(Directions): Reproduce each line of the material exactly, minus any picture.
........
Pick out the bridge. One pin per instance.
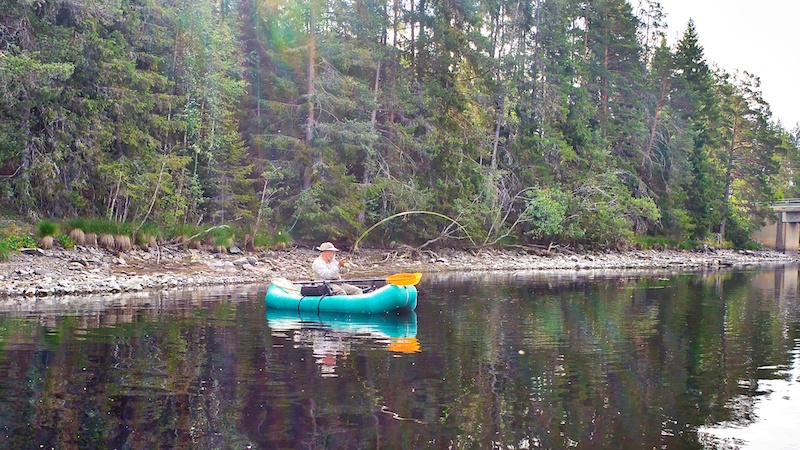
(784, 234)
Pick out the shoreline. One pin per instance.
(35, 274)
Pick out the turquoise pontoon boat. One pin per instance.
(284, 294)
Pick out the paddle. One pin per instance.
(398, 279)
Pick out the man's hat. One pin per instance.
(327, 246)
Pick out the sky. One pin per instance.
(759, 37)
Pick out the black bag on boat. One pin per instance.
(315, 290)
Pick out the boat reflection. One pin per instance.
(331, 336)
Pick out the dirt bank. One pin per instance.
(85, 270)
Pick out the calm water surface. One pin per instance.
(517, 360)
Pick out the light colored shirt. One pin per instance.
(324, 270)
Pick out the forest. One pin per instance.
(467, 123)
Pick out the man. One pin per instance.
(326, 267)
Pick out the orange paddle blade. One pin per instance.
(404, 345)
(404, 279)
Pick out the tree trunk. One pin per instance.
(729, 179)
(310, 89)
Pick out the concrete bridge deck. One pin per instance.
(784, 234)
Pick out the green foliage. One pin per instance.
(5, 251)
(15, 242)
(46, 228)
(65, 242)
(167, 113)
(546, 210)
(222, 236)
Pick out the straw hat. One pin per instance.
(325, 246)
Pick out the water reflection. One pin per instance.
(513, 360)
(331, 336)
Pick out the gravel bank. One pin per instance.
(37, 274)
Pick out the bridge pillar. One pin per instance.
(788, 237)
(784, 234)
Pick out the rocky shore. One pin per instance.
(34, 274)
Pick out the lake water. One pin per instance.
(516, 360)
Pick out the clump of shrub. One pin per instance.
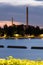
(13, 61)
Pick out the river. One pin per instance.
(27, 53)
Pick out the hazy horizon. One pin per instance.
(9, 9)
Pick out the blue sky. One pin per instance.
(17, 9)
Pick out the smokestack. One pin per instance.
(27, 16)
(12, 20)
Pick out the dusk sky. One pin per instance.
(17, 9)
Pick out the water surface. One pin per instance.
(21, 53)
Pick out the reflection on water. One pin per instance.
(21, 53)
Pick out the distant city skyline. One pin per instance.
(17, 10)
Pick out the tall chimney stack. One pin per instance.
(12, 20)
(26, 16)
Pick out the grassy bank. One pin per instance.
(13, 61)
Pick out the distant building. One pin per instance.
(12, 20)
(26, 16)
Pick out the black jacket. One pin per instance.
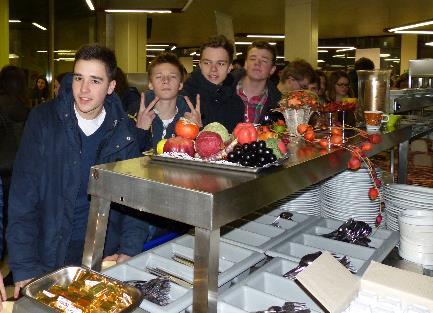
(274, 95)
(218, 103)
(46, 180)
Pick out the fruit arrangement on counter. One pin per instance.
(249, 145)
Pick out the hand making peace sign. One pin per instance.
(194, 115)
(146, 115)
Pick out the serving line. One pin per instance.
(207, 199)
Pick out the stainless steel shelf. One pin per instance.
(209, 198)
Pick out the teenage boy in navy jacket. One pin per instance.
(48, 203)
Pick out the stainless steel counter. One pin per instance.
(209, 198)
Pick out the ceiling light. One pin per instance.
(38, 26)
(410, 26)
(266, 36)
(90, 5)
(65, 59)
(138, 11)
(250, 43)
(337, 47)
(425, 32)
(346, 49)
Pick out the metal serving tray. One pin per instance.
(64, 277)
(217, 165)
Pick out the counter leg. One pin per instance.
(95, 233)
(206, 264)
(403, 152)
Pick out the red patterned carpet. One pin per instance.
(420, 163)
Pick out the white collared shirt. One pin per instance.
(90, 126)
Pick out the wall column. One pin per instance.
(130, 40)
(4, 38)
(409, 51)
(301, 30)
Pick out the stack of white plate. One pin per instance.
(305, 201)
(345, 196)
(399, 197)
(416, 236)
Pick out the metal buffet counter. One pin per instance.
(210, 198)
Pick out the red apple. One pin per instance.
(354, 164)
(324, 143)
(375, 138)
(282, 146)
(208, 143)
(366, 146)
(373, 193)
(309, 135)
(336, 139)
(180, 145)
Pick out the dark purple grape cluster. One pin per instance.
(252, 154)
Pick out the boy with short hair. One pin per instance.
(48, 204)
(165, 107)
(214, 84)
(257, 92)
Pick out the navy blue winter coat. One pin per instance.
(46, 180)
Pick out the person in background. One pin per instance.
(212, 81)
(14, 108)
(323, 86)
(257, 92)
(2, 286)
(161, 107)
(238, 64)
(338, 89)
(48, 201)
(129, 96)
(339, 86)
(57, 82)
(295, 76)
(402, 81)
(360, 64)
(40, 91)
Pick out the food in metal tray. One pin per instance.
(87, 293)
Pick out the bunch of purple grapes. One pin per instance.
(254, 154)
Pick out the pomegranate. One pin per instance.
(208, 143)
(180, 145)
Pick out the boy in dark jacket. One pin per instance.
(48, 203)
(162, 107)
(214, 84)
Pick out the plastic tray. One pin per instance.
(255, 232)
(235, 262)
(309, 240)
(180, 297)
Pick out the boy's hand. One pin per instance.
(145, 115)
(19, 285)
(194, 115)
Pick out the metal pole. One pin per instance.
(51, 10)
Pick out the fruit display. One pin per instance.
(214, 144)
........
(Answer to this problem):
Pick out the bridge. One pin per instance.
(784, 234)
Pick out the shoreline. One pin per instance.
(35, 274)
Pick out the turquoise pontoon boat. One pin per instance.
(284, 294)
Pick out the paddle. One pin per instance.
(398, 279)
Pick out the man's hat. One pin per instance.
(327, 246)
Pick out the sky. One pin per instance.
(759, 37)
Pick out the black bag on boat. One pin per instance.
(315, 290)
Pick out the boat reflection. One pin per instance.
(331, 336)
Pick out the dirt bank. One pin per instance.
(85, 270)
Pick out the calm water surface. One pin per instance.
(517, 360)
Pick out the light colored shirt. One pin per instance.
(324, 270)
Pick out the forest. One pin per instance.
(467, 123)
Pick out the man. One pin per instance.
(326, 267)
Pick out the orange paddle blade. One pin per instance.
(404, 345)
(404, 279)
Pick out the tree trunk. One pin per instance.
(729, 179)
(310, 89)
Pick out the concrete bridge deck. One pin per instance.
(784, 234)
Pick out the green foliage. One pin per instance.
(5, 251)
(15, 242)
(46, 228)
(65, 242)
(167, 113)
(546, 210)
(222, 236)
Pick out the straw hat. One pin per instance.
(325, 246)
Pick out the water reflection. One pin per instance.
(513, 360)
(331, 336)
Pick out the gravel bank. One pin per instance.
(37, 274)
Pick out the bridge pillar. One pin per instance.
(788, 237)
(784, 234)
Pick out the rocky shore. One pin per instance.
(34, 274)
Pick out the lake water. One pin per instance.
(516, 360)
Pick out the clump of shrub. One pin per instance.
(13, 61)
Pick out the river. One pin per instance.
(27, 53)
Pick out the hazy horizon. One pin per instance.
(9, 9)
Pick out the blue sky. One pin per instance.
(17, 9)
Pick out the smokestack. One pin per instance.
(27, 16)
(12, 20)
Pick out the dusk sky. One pin per instance.
(17, 9)
Pick out the water surface. One pin per instance.
(21, 53)
Pick out the reflection on water. One pin per instance.
(21, 53)
Pick out the distant city skyline. One pin per instance.
(17, 10)
Pick out the tall chimney stack. One pin per instance.
(12, 20)
(26, 16)
Pick out the grassy bank. One pin per instance.
(13, 61)
Pick out the distant building. One pin per instance.
(12, 20)
(26, 16)
Pick out the black jacket. One pin per instance.
(274, 95)
(218, 103)
(46, 180)
Pick out the fruit arrangement on counter. One pin per instance.
(249, 145)
Pick out the hand making peace sign. One pin per instance.
(194, 115)
(146, 115)
Pick out the serving line. One pin per instance.
(207, 199)
Pick out the stainless steel shelf. One pin per instance.
(209, 198)
Pick out the teenage boy in navy jacket. One pin per instance.
(48, 203)
Pick out the stainless steel counter. One pin per instance.
(209, 198)
Pick out the ceiling light. One pin per instance.
(38, 26)
(410, 26)
(266, 36)
(90, 5)
(65, 59)
(138, 11)
(250, 43)
(337, 47)
(425, 32)
(346, 49)
Pick out the metal serving tray. One pin per instance.
(64, 277)
(217, 165)
Pick out the counter leg. One pin per instance.
(95, 233)
(206, 264)
(403, 152)
Pick out the red patterned carpet. One pin per instance.
(420, 163)
Pick out the white collared shirt. One pin per instance.
(90, 126)
Pick out the wall column. One pin per instance.
(130, 40)
(4, 38)
(409, 51)
(301, 30)
Pick out the stack of white plate. One pin per instance.
(305, 201)
(345, 196)
(399, 197)
(416, 236)
Pick out the metal buffet counter. One pin per instance.
(210, 198)
Pick out the red apple. One pin per instance.
(354, 164)
(324, 143)
(375, 138)
(282, 146)
(208, 143)
(366, 146)
(373, 193)
(309, 135)
(336, 139)
(180, 145)
Pick out the dark purple grape cluster. One pin per instance.
(252, 154)
Pick out the boy with short hair. One pin per instance.
(48, 204)
(165, 107)
(214, 84)
(257, 92)
Pick out the navy blue winter coat. One pin per instance.
(46, 180)
Pick out the person in background. One pin per instance.
(212, 81)
(14, 108)
(323, 86)
(257, 92)
(2, 286)
(161, 107)
(238, 64)
(338, 89)
(48, 201)
(129, 96)
(339, 86)
(57, 82)
(295, 76)
(402, 81)
(360, 64)
(40, 91)
Pick out the food in metal tray. One pin per instance.
(87, 293)
Pick out the bunch of purple grapes. One pin per instance.
(254, 154)
Pick out the pomegranate. One pin per instance.
(208, 143)
(180, 145)
Pick out the boy in dark jacket. One pin per instance.
(48, 203)
(162, 107)
(214, 84)
Pick out the plastic tray. One pin per instance.
(255, 232)
(235, 262)
(309, 240)
(180, 297)
Pick out the boy's hand. One pin per instance.
(145, 115)
(19, 285)
(194, 115)
Pick out the metal pole. One pin per instance.
(51, 10)
Pick out the fruit display. One pin per instance.
(214, 144)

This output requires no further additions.